:: WORK REQUIRED ::
Repeat all of the records word for word, but skip any picture.

*** DATASET ***

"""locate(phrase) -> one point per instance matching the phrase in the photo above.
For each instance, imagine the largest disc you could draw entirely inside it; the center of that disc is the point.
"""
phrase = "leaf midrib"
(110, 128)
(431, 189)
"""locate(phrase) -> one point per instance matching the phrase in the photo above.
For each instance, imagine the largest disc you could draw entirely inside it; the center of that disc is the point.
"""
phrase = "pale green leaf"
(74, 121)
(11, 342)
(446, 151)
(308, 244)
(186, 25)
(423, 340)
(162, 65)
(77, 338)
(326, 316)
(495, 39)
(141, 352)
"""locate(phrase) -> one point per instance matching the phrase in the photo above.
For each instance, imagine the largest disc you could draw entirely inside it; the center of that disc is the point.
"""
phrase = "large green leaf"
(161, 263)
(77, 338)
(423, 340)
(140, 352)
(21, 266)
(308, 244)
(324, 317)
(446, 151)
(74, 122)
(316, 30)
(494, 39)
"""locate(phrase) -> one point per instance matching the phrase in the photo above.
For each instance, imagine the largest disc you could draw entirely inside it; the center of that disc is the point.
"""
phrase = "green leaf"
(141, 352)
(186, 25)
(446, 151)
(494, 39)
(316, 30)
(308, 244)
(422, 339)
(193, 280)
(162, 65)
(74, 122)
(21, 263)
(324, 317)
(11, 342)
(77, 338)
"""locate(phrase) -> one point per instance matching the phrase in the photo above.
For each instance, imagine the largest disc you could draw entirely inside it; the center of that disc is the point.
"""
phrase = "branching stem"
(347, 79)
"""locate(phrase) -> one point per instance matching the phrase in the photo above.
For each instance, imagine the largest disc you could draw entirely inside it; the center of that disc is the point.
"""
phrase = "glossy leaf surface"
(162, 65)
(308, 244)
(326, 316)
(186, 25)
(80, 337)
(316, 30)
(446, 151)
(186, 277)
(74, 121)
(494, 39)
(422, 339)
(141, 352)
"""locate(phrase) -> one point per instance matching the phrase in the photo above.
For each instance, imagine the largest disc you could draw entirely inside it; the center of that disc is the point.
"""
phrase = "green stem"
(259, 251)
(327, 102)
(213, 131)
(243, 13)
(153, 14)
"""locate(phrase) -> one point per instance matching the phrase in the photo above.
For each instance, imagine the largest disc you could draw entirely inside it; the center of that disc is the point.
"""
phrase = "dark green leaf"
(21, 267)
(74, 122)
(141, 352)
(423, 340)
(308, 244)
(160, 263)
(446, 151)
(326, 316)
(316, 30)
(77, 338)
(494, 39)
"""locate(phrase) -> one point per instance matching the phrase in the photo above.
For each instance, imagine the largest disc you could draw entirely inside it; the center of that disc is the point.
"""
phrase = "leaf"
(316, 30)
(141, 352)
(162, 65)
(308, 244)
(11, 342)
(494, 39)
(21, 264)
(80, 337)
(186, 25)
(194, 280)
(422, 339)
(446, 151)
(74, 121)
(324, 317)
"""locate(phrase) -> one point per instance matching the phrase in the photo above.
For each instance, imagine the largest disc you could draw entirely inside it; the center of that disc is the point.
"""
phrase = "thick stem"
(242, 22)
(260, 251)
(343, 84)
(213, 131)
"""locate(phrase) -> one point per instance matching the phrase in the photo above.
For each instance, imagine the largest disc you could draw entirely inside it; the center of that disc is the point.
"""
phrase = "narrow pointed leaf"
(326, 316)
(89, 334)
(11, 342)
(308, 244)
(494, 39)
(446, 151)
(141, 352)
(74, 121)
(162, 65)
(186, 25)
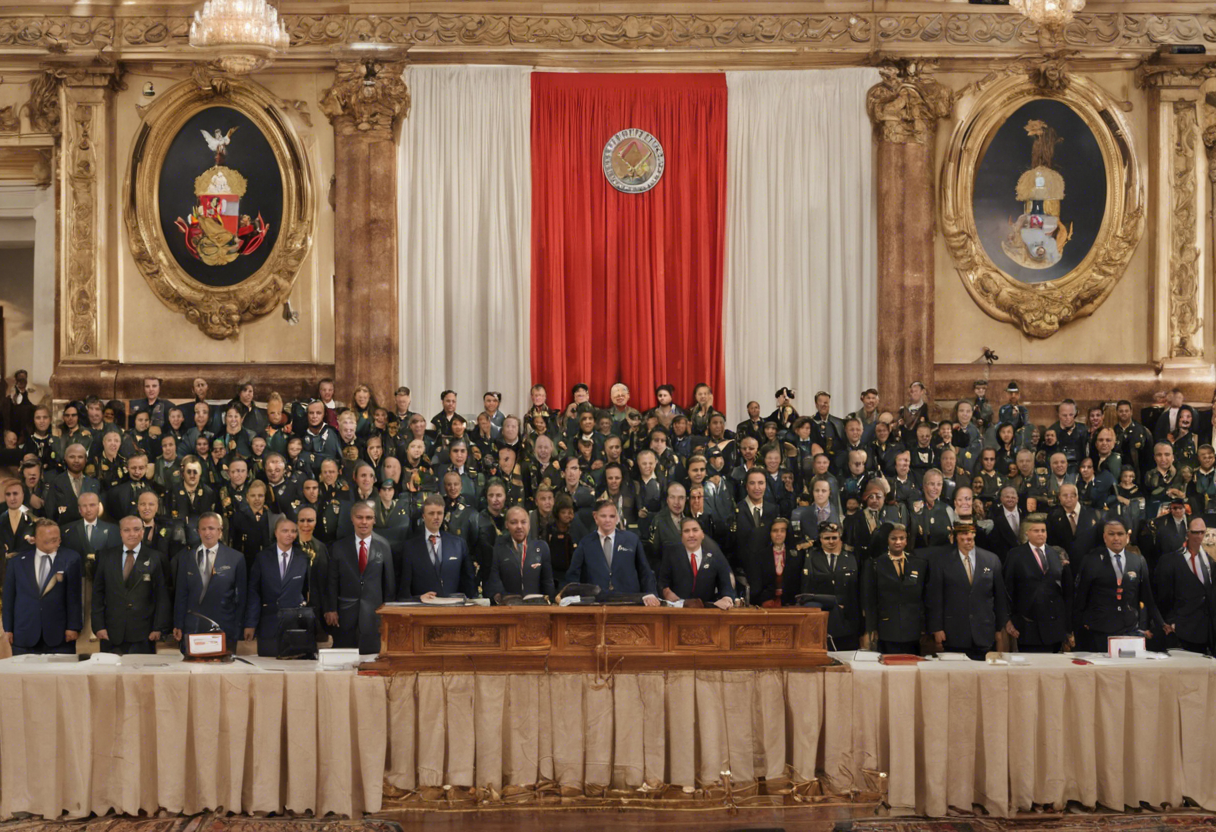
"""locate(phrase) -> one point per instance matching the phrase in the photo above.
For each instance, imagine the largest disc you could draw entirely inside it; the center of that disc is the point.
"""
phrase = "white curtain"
(800, 253)
(465, 236)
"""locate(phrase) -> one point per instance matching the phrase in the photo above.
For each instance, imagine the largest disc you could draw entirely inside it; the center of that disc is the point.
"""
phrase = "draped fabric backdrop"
(463, 219)
(628, 286)
(800, 252)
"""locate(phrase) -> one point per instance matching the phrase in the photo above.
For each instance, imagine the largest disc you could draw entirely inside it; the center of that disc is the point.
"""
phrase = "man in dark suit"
(210, 582)
(435, 563)
(1112, 584)
(130, 596)
(1165, 534)
(41, 595)
(361, 578)
(967, 602)
(753, 517)
(1182, 584)
(67, 487)
(613, 560)
(691, 569)
(1007, 518)
(1073, 527)
(519, 566)
(1039, 579)
(277, 580)
(828, 569)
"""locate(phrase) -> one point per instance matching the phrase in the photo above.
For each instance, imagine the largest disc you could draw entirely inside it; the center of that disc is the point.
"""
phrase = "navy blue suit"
(224, 600)
(39, 617)
(456, 573)
(630, 572)
(269, 592)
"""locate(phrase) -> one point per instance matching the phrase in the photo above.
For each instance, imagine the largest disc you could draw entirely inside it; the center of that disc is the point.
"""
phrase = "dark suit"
(38, 616)
(130, 608)
(1098, 612)
(713, 578)
(1184, 601)
(355, 596)
(969, 612)
(223, 601)
(513, 574)
(61, 498)
(629, 574)
(456, 573)
(895, 605)
(1040, 597)
(844, 583)
(1087, 537)
(269, 592)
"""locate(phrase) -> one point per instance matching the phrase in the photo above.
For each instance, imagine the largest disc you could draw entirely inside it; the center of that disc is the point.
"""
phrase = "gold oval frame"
(218, 312)
(1040, 309)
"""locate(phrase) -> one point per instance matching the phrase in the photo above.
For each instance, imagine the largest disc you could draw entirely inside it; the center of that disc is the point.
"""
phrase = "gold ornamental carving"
(366, 97)
(1040, 309)
(907, 104)
(1184, 320)
(218, 312)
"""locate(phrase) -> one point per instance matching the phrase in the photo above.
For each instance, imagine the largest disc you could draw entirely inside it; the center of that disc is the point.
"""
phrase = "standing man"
(41, 595)
(210, 582)
(967, 602)
(690, 569)
(277, 580)
(1182, 583)
(437, 563)
(360, 580)
(130, 597)
(1110, 586)
(1039, 579)
(519, 566)
(613, 558)
(828, 569)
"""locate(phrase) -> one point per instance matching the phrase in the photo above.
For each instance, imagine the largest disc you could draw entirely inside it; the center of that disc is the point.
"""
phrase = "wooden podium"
(598, 639)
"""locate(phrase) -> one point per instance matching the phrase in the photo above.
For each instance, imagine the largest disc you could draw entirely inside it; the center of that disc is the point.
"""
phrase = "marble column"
(85, 104)
(365, 106)
(905, 108)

***

:: ANSWER BOX ::
"""locate(phrase) -> one point per instance matching the phrase in the photo above.
For each instance, imagine the largest disc you could draw entirely inside it; the center of that disc is the point.
"""
phrase = "leaf midrib"
(110, 128)
(431, 189)
"""locate(phrase) -> one point per instance matching the phrase in the photo above.
For each instance, imagine the largest disc you could draw entirely inside it; the center of that disc is the point.
"""
phrase = "pale green leaf"
(74, 121)
(11, 342)
(446, 151)
(308, 244)
(186, 25)
(423, 340)
(162, 65)
(77, 338)
(326, 316)
(495, 39)
(141, 352)
"""locate(phrase) -> one point per instance matching the phrase in the photo above.
For each instance, imagine the largest disc you could draw entirely inside it; the center of that disc is the point.
"""
phrase = "large green leaf"
(161, 263)
(77, 338)
(423, 340)
(140, 352)
(21, 266)
(308, 244)
(324, 317)
(446, 151)
(74, 122)
(316, 30)
(494, 39)
"""locate(phrase) -> one point per instance matching the phrase in the photo above.
For each instance, imagine the largest disc you could draw entirely inside it; the center of that disc is the point.
"""
phrase = "green leaf"
(141, 352)
(186, 25)
(446, 151)
(494, 39)
(316, 30)
(308, 244)
(422, 339)
(193, 280)
(162, 65)
(74, 122)
(21, 263)
(324, 317)
(11, 342)
(77, 338)
"""locate(phrase) -> one point per instance matching the phrase in the photo above.
For each instance, imagine the largest disc you could draw entirely inside it; the center of that disc is the point.
"""
phrase = "branching stem"
(347, 79)
"""locate(phrase) -> one point per instance matching the phrase in the photo above.
For each instance, imagine the largest disc you could draw entirely inside it; the center of that disc is the point.
"""
phrase = "glossy leaf surface"
(162, 65)
(308, 244)
(326, 316)
(186, 25)
(80, 337)
(316, 30)
(446, 151)
(186, 277)
(74, 121)
(494, 39)
(422, 339)
(141, 352)
"""locate(phrase) -> one point per instance matching the phrase in the photo above.
For each instance, imagine the largest disc you could draw entirely inside it; the center of that disc is the point.
"""
phrase = "green stem"
(259, 251)
(327, 102)
(213, 131)
(243, 13)
(153, 14)
"""locate(phrase) -> one point per instance matching the phrase in the photo above.
For each instance, imagine the largest disc you could draw entirely inside it; the center of that disc is the point.
"""
phrase = "dark green leaf"
(21, 267)
(74, 122)
(141, 352)
(423, 340)
(308, 244)
(160, 263)
(446, 151)
(326, 316)
(316, 30)
(77, 338)
(494, 39)
"""locate(phrase) -> one point per instance matching the phrase in the photo above.
For each instance, imagine the largest disc you could draw entirely inside it; the center of that disc is the point.
"""
phrase = "leaf"
(316, 30)
(141, 352)
(162, 65)
(308, 244)
(11, 342)
(494, 39)
(21, 264)
(80, 337)
(186, 25)
(194, 280)
(422, 339)
(446, 151)
(74, 121)
(324, 317)
"""locate(phrase) -> one point per instance matching the phrase in the photo above.
For each instance, imagine the largest disc you could draw entirely inside it; the center of that disc is the point.
"""
phrase = "thick stem"
(242, 22)
(260, 251)
(343, 84)
(213, 131)
"""locate(phrase) -> one point per instance matching the phrase in the photo above.
For each instance, imagine the largest disc you could draw entirely inside it; the center of that disc is the point.
"""
phrase = "narrow pointed leaf"
(326, 316)
(89, 334)
(11, 342)
(308, 244)
(494, 39)
(446, 151)
(141, 352)
(74, 121)
(162, 65)
(186, 25)
"""locate(phrase) -> one point per instance matching the phrase in the photo above.
For each instance, imagine the largest disc you could draw entirely inside it; the center of that disc is the point.
"""
phrase = "white curtain"
(800, 253)
(465, 236)
"""locate(phrase) -> one point per instance matching the phrase in the photo above.
For each instance, imagine the largest disc you could draw entirely inside it; the center of that disc is the point.
"""
phrase = "draped fabric backdrop"
(463, 219)
(628, 286)
(800, 252)
"""locate(phrase) -> one point per instance matching the phrase in the photo above.
For each instance, imagine the largest disc you could draw entirely inside it; the center of that disc is the point.
"""
phrase = "man in dark suit"
(210, 582)
(435, 563)
(1112, 584)
(130, 596)
(1165, 534)
(41, 595)
(361, 578)
(967, 602)
(753, 517)
(1182, 584)
(67, 487)
(613, 560)
(691, 569)
(1007, 518)
(1073, 527)
(519, 566)
(1039, 579)
(277, 580)
(828, 569)
"""locate(phrase) -> one point per instance matching the phrase in the photo above.
For each instance, imagine the largest disc you could draw entirely inside it; the center of that disc is the point.
"""
phrase = "navy blue suit"
(224, 600)
(39, 617)
(456, 573)
(630, 572)
(269, 592)
"""locate(phrase) -> one point per instance matching the phrase in the photo above.
For each instance, imagine the largest disc you could draw entirely inside it; the center of that disc is the point.
"""
phrase = "dark suit"
(38, 616)
(130, 608)
(1098, 612)
(713, 578)
(1184, 601)
(355, 596)
(969, 612)
(223, 601)
(513, 574)
(61, 498)
(629, 574)
(456, 573)
(895, 605)
(1040, 597)
(844, 583)
(1087, 537)
(269, 592)
"""locate(phrase) -> one point per instance matching the phrase in the photo above.
For each instance, imagine the largest disc you could draw entirely inside it; the center of that disc is the point.
"""
phrase = "gold oval frame"
(218, 312)
(1040, 309)
"""locate(phrase) -> one point per instance matching the phrase in the photo above.
For each instance, imagine the largest disc you could draw entirely inside it; the center of that disc is the point.
"""
phrase = "gold ornamental carving"
(366, 97)
(1040, 309)
(907, 104)
(1184, 320)
(218, 312)
"""locate(phrase) -> one point per instance matching the phrase in the photo above.
For each instance, imagine the largest disc you could draw entirely inside it; the center of that disc is the point.
"""
phrase = "standing man"
(41, 595)
(210, 582)
(967, 602)
(690, 569)
(277, 580)
(1182, 583)
(437, 563)
(360, 580)
(130, 597)
(1110, 586)
(1039, 579)
(519, 566)
(613, 558)
(828, 569)
"""locate(phrase) -> one point per instance matching the phrase in the photo above.
For each instance, imagine the largest disc you could draw entirely inside it; the center of that disc is the point.
"""
phrase = "wooden podium"
(598, 639)
"""locate(phrase) -> one point per instance matching the phrase in the photo above.
For each instance, imagine the largest disc you could draw entirely inside it; the center of that disc is the point.
"""
phrase = "marble column"
(85, 104)
(365, 106)
(905, 108)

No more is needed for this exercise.